Working on this longer piece the last two months I find some of that clunkiness returning. I go into a kind of narrative trance where I’m trying to get the words out, describing the emotions that I was having during a particular event. It is difficult to write the words in a way where I feel like I’m providing purchase for a visitor to relatively easily stay on for the ride.
Which brings me to the realization that is accompanying the writing of my story of the dream revelations.
To tell the story I have to pick and choose the events that seem to make clearer how these things occurred. Then I have to choose the words that best describe those events. Putting all these words together, telling the story, I am becoming deeply aware of the relativity of truth.
I have a close friend who is a writer. Not incidentally, he was severely physically abused when he was a child. He believes that when he writes a story, he is telling the truth. The closer he comes to describing what happened, the better he believes the story is. I don’t share my friend’s view of writing. I don’t believe there is such a thing as truth.
Writing down what happened to me is in no small part letting go of believing there is such a thing as what really happened. Of course, there were and are events and repercussions. Still, it seems to me that interpretation is 99% of experience. That 1% that is not interpretation has an enormous amount to do with where you choose to direct your attention.
In any given moment, the experience I am having is being directed by what I am saying to myself, words to be interpreted by more words. This narrative flow is relying upon a life of experiences that are again influenced by where I choose to direct my attention, and how I interpreted those events. Additionally complicating my perception is the condition of my body and my hormone levels. For example, if I miss a meal, I get very irritable. My experiences during these sugar drops are colored by my deeply annoyed disposition. I am a man. I see the world very differently from the way a woman sees it. Whereas I may interpret some experience competitively, a woman may see only narcissistic self indulgence.
Learning to write and writing is not about telling the truth. Writing is about describing participation. No small amount of what I write about describes my experience of the world as regards evolution. I theorize or tell stories that seek to come close enough to the structure or patterns of experience that some usefulness will result. As an artist, only those patterns that are beautiful arrest me. So what is really happening is that I seek those places where beauty and usefulness converge.
Describing events in my life or what I observe in society, I operate under the same guidelines. I cull through my experiences, seeking particular angles on specific experiences that will result in both beauty and usefulness. I seek to observe or experience transformation and share the experience with my readers. This question seems nonuseful: How close can I be to reality when the path I take to communicate experience carries such specific criteria for success? Can there be anything like truth when all experience requires interpretation when communicated?
The easy answer is that truth is relative. Nevertheless, shit happened and who we are today was influenced by specific events in the past. For me, a foundation paradox is that words are not exactly a suitable medium for describing anything specific. Each symbolic sound carries so many associations, yet language is necessary to be able to exercise that state or level of self awareness characterized by a separate self.
Perhaps truth can stop being relative when we don’t identify with a separate self. But then, of course, truth becomes indescribable.
# # # # # # #
**Set of tasks:**
[A] Decide whether each statement agrees with the essay on writing and truth, answering yes or no and quoting the deciding words: (i) the narrator's friend holds that writing a story means telling the truth; (ii) the narrator considers interpretation to be half of experience; (iii) missing a meal makes the narrator irritable.
[B] List every fact that the essay on writing and truth states about the narrator's close friend.

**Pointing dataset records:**
# # # # # # #
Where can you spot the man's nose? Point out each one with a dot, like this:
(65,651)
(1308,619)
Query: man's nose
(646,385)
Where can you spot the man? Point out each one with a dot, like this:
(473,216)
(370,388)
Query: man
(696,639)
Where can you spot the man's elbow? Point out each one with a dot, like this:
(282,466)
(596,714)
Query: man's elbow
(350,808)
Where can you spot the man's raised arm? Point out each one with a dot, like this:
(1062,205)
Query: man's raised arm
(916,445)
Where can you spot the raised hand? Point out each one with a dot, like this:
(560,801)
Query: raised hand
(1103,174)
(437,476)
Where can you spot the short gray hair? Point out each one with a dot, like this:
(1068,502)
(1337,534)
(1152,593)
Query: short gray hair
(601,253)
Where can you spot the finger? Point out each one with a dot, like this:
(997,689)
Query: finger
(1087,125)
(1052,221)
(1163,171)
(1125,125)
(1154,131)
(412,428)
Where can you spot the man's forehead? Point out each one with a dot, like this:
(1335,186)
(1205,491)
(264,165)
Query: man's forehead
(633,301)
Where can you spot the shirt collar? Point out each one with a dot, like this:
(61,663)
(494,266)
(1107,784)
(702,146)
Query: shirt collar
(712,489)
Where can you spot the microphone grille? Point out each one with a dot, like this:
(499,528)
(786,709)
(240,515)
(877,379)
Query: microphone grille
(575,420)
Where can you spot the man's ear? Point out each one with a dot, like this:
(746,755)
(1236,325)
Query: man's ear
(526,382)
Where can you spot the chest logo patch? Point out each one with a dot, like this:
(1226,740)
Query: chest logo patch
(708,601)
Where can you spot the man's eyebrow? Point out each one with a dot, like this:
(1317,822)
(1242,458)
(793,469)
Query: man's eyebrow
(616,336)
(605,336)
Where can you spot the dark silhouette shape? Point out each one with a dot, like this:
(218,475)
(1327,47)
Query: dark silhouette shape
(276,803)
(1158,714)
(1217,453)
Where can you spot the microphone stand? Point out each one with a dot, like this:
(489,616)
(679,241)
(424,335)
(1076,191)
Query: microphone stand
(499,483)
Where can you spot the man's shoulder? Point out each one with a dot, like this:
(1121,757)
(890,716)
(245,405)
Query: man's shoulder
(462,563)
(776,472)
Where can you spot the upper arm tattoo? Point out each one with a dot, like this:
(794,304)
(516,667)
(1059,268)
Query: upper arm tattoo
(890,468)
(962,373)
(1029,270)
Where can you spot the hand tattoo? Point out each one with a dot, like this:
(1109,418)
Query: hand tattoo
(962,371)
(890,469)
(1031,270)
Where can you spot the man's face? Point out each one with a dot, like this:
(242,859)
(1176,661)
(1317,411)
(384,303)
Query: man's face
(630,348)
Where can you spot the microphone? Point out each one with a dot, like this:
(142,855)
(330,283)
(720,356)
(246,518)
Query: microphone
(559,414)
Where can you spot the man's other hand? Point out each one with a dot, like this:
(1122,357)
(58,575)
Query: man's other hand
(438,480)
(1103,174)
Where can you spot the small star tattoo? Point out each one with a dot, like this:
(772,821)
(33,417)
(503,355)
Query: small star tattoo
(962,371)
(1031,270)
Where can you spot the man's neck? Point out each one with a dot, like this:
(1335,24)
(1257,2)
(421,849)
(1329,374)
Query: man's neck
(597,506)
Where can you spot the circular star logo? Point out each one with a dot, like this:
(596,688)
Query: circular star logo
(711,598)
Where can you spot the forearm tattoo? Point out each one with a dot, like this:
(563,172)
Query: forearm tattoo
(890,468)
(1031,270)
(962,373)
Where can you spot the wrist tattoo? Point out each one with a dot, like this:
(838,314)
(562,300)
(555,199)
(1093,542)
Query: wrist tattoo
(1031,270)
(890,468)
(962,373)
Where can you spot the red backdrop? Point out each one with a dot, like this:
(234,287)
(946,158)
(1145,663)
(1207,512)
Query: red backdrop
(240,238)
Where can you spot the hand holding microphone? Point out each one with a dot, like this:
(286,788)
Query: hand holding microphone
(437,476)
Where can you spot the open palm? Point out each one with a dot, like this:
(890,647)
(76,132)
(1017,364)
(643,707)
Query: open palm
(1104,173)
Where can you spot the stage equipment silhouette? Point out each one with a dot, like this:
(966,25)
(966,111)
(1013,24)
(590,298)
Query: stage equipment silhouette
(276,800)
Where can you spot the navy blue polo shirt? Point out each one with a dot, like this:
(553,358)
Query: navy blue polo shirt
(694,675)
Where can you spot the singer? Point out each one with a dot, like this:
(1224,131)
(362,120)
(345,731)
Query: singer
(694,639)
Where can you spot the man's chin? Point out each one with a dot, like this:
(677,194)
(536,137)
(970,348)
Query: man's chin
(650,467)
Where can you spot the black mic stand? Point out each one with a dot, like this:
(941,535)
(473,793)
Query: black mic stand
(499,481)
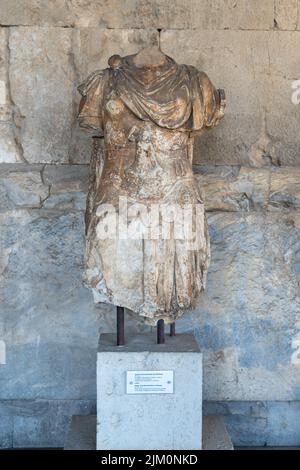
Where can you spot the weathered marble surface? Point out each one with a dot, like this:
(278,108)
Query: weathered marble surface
(203,14)
(261,130)
(262,123)
(42,66)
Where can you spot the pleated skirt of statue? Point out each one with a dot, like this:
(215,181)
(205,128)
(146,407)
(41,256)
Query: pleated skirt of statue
(155,278)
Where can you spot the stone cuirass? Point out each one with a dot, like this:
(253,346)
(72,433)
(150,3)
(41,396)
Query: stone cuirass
(143,194)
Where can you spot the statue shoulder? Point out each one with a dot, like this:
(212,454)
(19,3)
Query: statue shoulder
(92,81)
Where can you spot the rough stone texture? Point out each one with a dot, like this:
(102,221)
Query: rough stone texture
(21,186)
(248,324)
(204,14)
(38,423)
(261,125)
(142,421)
(285,189)
(233,188)
(82,434)
(41,82)
(250,334)
(9,152)
(287,14)
(260,424)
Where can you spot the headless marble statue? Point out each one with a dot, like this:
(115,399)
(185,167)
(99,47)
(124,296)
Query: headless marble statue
(148,109)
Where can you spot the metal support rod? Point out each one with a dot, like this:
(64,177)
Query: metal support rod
(160,332)
(120,327)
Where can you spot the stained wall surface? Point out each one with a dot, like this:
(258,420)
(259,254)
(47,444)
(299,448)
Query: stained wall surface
(248,321)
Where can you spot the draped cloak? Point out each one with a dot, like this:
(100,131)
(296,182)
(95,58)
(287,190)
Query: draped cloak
(148,117)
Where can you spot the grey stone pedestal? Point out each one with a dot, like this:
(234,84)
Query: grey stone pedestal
(139,410)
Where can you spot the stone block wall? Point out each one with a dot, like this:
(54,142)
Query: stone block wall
(248,321)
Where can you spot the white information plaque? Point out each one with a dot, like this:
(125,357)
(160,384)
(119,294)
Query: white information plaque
(149,381)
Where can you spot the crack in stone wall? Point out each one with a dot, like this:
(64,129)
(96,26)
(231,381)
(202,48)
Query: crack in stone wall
(248,171)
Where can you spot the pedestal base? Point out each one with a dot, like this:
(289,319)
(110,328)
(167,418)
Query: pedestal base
(82,434)
(158,405)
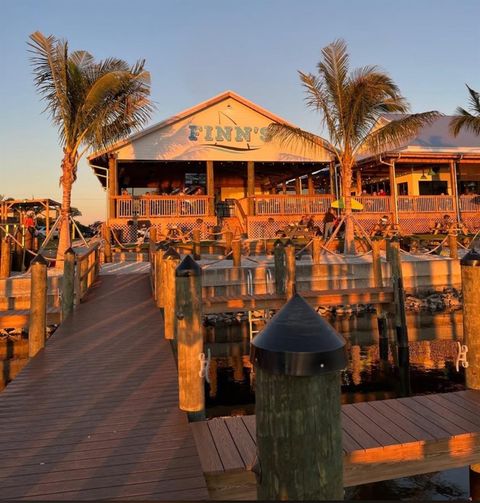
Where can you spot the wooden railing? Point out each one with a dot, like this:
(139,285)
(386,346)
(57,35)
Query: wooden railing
(160,206)
(469,203)
(291,205)
(425,204)
(374,204)
(86,270)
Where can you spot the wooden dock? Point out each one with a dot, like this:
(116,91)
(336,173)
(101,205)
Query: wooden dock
(95,415)
(381,440)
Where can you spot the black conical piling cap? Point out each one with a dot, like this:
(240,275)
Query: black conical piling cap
(188,267)
(39,259)
(472,259)
(163,245)
(171,254)
(298,342)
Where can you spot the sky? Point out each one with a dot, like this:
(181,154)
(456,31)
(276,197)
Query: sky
(195,50)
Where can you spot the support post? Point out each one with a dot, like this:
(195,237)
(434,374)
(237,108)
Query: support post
(6,258)
(298,406)
(171,259)
(68,283)
(290,277)
(210,188)
(251,187)
(279,261)
(400,318)
(197,238)
(316,250)
(107,250)
(237,253)
(189,337)
(470,270)
(37,327)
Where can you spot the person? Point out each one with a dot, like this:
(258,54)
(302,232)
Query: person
(329,222)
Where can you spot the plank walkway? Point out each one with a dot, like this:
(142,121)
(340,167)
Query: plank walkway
(381,440)
(95,415)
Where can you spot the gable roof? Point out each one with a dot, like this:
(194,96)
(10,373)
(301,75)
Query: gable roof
(185,114)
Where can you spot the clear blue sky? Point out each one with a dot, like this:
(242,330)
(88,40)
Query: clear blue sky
(197,49)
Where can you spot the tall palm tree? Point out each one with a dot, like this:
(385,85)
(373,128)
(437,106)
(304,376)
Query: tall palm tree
(351,104)
(464,119)
(93,104)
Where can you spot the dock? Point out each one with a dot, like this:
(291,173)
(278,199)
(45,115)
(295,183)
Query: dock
(95,415)
(382,440)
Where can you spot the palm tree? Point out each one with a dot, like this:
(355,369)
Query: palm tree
(93,104)
(464,119)
(351,104)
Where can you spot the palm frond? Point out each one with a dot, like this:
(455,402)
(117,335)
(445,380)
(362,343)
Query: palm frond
(297,138)
(396,132)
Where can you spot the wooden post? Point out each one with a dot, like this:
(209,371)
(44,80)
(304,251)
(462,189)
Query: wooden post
(170,260)
(279,261)
(68,283)
(107,250)
(382,323)
(228,242)
(290,277)
(189,337)
(37,328)
(316,250)
(400,318)
(298,406)
(210,188)
(251,187)
(453,244)
(237,253)
(470,269)
(6,258)
(197,238)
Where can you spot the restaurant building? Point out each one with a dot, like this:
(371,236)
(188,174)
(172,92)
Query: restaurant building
(211,166)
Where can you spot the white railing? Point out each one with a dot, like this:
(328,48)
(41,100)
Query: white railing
(469,203)
(159,206)
(425,204)
(374,204)
(292,205)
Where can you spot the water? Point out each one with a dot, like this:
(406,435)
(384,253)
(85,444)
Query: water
(432,348)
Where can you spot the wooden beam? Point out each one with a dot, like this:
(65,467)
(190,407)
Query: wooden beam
(210,188)
(251,187)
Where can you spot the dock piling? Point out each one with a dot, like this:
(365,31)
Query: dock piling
(298,425)
(37,329)
(189,336)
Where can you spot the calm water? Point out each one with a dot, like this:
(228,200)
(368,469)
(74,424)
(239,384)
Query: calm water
(432,349)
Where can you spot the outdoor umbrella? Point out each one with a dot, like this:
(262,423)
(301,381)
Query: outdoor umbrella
(340,203)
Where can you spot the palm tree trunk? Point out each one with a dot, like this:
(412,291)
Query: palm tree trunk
(66,180)
(349,241)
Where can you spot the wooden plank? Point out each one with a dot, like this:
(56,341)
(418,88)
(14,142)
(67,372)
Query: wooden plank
(226,448)
(209,458)
(399,434)
(358,433)
(243,441)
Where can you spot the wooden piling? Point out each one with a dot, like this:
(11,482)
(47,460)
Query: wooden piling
(279,261)
(68,283)
(107,249)
(316,249)
(197,239)
(237,253)
(290,277)
(189,336)
(6,258)
(37,328)
(170,262)
(470,270)
(453,245)
(298,406)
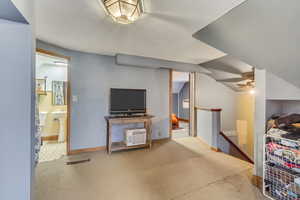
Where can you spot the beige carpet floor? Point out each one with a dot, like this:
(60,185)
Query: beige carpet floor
(52,150)
(179,169)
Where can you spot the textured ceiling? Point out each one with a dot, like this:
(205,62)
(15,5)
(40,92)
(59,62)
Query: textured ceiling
(164,32)
(264,34)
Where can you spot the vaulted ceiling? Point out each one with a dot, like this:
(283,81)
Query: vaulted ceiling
(264,34)
(164,32)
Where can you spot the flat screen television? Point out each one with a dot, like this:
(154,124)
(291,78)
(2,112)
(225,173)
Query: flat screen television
(127,101)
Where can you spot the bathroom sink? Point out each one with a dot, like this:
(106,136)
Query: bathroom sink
(59,114)
(42,118)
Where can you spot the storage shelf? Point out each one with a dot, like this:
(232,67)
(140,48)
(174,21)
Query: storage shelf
(281,170)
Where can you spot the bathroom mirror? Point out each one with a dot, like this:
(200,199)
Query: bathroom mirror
(59,93)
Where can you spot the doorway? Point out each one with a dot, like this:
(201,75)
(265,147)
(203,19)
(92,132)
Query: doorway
(53,105)
(180,100)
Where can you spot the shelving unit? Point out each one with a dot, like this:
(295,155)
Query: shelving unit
(281,168)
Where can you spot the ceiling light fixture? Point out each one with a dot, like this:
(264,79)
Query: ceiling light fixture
(124,11)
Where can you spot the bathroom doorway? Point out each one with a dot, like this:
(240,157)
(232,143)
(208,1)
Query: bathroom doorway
(180,115)
(53,105)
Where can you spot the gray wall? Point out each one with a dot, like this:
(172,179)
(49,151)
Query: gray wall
(92,76)
(212,94)
(16,111)
(184,94)
(175,103)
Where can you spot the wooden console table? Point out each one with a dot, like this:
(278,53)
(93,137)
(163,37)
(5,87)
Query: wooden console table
(117,146)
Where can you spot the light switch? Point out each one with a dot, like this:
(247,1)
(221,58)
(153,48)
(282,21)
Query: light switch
(75,98)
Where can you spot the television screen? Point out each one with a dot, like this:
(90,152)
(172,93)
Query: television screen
(124,101)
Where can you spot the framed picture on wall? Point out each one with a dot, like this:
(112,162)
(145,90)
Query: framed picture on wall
(59,93)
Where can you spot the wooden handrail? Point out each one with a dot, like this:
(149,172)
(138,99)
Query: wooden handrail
(237,148)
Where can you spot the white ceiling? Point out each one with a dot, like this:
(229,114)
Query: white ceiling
(165,32)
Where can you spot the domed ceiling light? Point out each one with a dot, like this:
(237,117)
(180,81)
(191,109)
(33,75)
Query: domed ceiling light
(124,11)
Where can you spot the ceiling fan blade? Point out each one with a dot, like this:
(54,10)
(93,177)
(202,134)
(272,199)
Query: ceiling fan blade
(231,80)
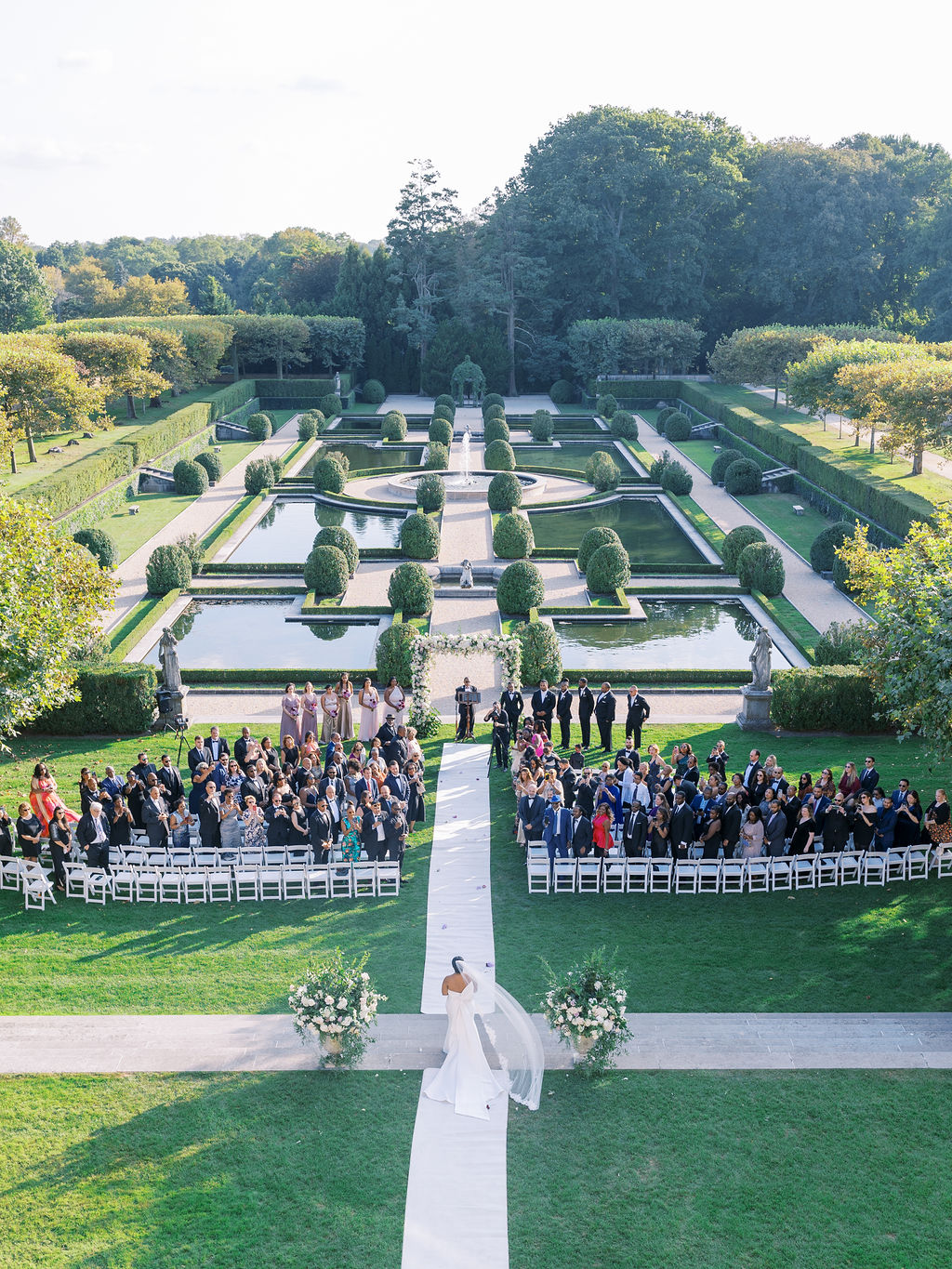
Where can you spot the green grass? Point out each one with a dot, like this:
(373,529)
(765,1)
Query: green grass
(202,958)
(266,1171)
(757,1170)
# # # # # # #
**Exercise results:**
[A]
(i) Yes: "He believes that when he writes a story, he is telling the truth."
(ii) No: "interpretation is 99% of experience."
(iii) Yes: "if I miss a meal, I get very irritable."

[B]
- He is a writer.
- He was severely physically abused when he was a child.
- He believes that when he writes a story, he is telling the truth.
- He believes that the closer he comes to describing what happened, the better the story is.